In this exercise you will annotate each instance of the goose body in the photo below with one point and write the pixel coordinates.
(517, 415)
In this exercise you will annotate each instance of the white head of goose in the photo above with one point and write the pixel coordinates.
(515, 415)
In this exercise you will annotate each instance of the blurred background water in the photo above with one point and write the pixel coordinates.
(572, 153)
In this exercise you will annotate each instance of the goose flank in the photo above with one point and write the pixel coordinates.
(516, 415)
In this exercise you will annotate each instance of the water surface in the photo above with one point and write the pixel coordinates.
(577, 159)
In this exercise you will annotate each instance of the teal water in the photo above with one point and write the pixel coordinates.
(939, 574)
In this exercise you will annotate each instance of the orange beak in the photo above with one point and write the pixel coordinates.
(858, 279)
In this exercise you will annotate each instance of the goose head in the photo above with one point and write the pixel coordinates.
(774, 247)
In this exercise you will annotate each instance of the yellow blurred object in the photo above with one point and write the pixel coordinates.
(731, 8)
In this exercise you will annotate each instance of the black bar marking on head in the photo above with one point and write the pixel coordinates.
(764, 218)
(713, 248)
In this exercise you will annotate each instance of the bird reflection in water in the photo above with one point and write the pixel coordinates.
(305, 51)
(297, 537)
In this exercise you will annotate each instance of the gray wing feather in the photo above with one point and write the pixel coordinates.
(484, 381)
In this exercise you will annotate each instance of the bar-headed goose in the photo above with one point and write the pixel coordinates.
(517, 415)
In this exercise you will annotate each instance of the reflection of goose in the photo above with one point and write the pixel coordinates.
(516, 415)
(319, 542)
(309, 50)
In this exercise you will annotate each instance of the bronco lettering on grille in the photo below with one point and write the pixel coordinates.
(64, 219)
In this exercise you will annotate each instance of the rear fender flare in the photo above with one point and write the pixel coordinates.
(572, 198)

PROBLEM DESCRIPTION
Write the entries out again exactly.

RESULT OF THIS EXERCISE
In this exercise you will annotate each instance of the goose body in the photo below with one point and write the pixel coordinates.
(517, 415)
In this exercise you will annotate each instance of the white head of goose in the photo above with one point and write the pixel coordinates.
(515, 415)
In this exercise you will annotate each instance of the blurred background water in the photo above with one point and write the pixel coordinates.
(572, 153)
In this exercise you will annotate each instance of the goose flank in the photo above with one point and write the pixel coordinates.
(516, 415)
In this exercise you will annotate each instance of the water surface in the photo above with one point and write the pixel coordinates.
(577, 159)
In this exercise you will annotate each instance of the teal water in the photo above with one point and write the pixel coordinates.
(939, 574)
In this exercise you will annotate each instance of the orange beak in the photo above with one point and write the pixel coordinates.
(858, 279)
In this exercise you will annotate each instance of the goose head in the photo above with one point and write the pixel coordinates.
(774, 247)
In this exercise you will annotate each instance of the yellow blurred object in the photo above with one point and write the pixel coordinates.
(731, 8)
In this exercise you will annotate each instance of the black bar marking on head in the photo above with one point and write the pixel coordinates.
(764, 218)
(713, 248)
In this exercise you will annotate each instance of the bird reflection in water in the photo above with one point and write the pixel coordinates.
(305, 51)
(297, 537)
In this exercise you will annotate each instance of the gray wing feather in the photo above with one point and write the pixel coordinates.
(484, 381)
In this exercise you will annotate each instance of the bar-headed goose in the photo above with one point and write the pixel coordinates.
(517, 415)
In this exercise you will annotate each instance of the reflection of goose in the photo above with one point and write the pixel coordinates.
(516, 415)
(319, 542)
(309, 50)
In this exercise you will annotate each instance of the bronco lettering on grille in the photo below with one point and write the pixel coordinates.
(64, 219)
In this exercise you will annotate each instance of the rear fender flare in the photo above with one point and write the pixel coordinates.
(572, 198)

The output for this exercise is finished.